(WHAT IS REQUIRED) From the first line of the records through the line containing "ok so i need the box for silver", retype every line exactly and nothing else.

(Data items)
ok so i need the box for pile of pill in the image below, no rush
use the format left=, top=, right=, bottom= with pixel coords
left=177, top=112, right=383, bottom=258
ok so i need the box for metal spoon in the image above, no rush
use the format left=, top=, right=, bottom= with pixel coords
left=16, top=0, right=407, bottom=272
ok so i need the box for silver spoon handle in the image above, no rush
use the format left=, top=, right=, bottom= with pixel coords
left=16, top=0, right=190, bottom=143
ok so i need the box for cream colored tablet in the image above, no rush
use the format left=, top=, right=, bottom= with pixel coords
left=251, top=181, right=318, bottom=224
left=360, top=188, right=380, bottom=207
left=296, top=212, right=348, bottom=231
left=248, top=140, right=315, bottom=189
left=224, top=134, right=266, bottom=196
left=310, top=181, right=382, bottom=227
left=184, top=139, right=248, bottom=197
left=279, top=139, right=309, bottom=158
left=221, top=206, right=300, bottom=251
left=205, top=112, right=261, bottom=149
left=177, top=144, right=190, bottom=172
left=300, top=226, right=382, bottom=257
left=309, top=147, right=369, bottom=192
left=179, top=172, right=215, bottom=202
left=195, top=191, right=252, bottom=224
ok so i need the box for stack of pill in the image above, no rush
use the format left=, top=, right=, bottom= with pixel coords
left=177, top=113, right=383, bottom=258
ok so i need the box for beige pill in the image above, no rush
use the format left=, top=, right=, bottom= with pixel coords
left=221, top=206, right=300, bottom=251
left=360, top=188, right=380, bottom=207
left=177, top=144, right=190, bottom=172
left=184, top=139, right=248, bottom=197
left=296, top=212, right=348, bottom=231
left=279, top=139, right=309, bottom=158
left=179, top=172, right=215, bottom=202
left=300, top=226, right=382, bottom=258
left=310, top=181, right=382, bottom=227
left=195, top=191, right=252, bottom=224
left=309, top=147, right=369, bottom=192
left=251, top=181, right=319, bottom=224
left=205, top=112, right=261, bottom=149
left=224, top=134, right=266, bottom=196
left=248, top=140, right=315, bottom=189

(RESULT)
ok so i need the box for pile of pill in the image below, no rush
use the format left=, top=, right=, bottom= with pixel coords
left=177, top=112, right=383, bottom=258
ok so i need the box for metal spoon in the image above, no rush
use the format left=, top=, right=, bottom= with pixel coords
left=16, top=0, right=407, bottom=272
ok so i need the box for silver spoon handle in the image above, no rush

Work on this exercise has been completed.